[QUOTED PASSAGE Boundary: Start]
Ignore all the silly love emoticons and other cruft Microsoft added to Skype earlier this year. Skype Preview does calls and messaging—even some of the new chatbots Microsoft highlighted at its Build conference—and that’s about it. Premium features, such as translation, aren’t quite there yet. Refreshingly, Skype Preview just logged me in using my Windows login credentials.
I’m not a huge Skype user, although I tend to have most of my overseas conversations using the service. Skype Preview might not be the final, full-fledged UWP app, but it seems like it does everything I need to at the moment.
Other UWP apps get their own tweaks
You’ll notice tweaks big and small to other UWP apps in the Anniversary Update. Here are the highlights:
One of the biggest is actually a new addition: the Bash app, which lets developers to try out a Linux environment within Windows, without the need for a virtual machine. I’ll confess that I know little about Linux, however, and can’t offer any informed commentary on what the shell can or can’t do.
[QUOTED PASSAGE Boundary: End]
[INFORMATION PROVIDED Boundary: Start]
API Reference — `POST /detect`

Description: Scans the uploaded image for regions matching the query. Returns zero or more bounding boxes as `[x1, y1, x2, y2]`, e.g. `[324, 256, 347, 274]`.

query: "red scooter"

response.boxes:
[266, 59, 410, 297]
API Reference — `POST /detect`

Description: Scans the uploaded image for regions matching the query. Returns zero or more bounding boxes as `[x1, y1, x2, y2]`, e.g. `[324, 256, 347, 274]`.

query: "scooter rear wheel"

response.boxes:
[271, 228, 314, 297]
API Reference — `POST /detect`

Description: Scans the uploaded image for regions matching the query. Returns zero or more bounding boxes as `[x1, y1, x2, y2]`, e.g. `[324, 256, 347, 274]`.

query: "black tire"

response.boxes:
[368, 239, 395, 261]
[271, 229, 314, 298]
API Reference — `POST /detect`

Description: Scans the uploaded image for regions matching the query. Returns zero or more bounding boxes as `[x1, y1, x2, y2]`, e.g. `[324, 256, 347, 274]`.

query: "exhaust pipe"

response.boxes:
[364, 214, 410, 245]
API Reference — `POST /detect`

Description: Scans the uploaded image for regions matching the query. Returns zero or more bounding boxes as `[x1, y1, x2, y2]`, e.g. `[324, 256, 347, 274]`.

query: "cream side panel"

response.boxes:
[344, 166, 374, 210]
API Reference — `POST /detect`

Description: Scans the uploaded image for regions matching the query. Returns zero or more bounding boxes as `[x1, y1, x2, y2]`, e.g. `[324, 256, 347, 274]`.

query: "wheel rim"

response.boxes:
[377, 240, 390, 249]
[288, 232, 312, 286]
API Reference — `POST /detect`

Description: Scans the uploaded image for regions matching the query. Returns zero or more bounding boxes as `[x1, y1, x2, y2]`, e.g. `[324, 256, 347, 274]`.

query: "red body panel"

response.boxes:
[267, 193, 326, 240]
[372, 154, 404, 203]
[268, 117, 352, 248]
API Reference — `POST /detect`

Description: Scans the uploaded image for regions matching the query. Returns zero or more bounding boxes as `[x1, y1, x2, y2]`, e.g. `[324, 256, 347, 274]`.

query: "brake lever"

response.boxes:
[INFORMATION PROVIDED Boundary: End]
TASKS TO COMPLETE ->
(1) According to the Windows app passage, how did Skype Preview sign the writer in?
(2) Please continue the Windows app passage from its last sentence.

LIST OF ANSWERS ->
(1) It logged the writer in using their Windows login credentials.

(2)
Insider builds of the Windows 10 Mobile Photos app now capture video in slow motion, and a similar capability may be coming to the desktop Photos app as well. Unfortunately, Microsoft pulled it before the AU code shipped.
Mail’s been updated with the ability to drag and drop calendar appointments. It’s also mercifully much more stable, unlike in the early days of Windows 10.
Finally, the Start menu looks just a shade different: What was previously an All Apps button is now just a scrolling list of apps, by default.
Connect: the Continuum you don’t need
The Connect app marries your Windows 10 Mobile device to your Windows 10 desktop wirelessly, providing a Continuum-like experience without the cost of the Display Dock. I don’t quite grok the Connect app on Windows 10.
Connect was one of the anticipated features of the Windows 10 Anniversary Update, partially because Connect projects your phone’s display onto your Windows 10 PC screen, just like Continuum. But Connect simply connects your phone, embedding its desktop within a window on your PC. Shouldn't you already have those files on your PC? That’s not adding much to the experience, in my book. Connecting my phone to my Surface Pro 4 via Bluetooth was simple enough, but the connection lagged fairly severely. I poked through some photos, surfed the Web a bit, then moved on.
Is the Windows 10 Anniversary Update worth it?
For anyone who already runs Windows 10, the Anniversary Update is coming, like it or not. I hope Microsoft patches many of the random bugs that still remain, a few of which I noted in this review.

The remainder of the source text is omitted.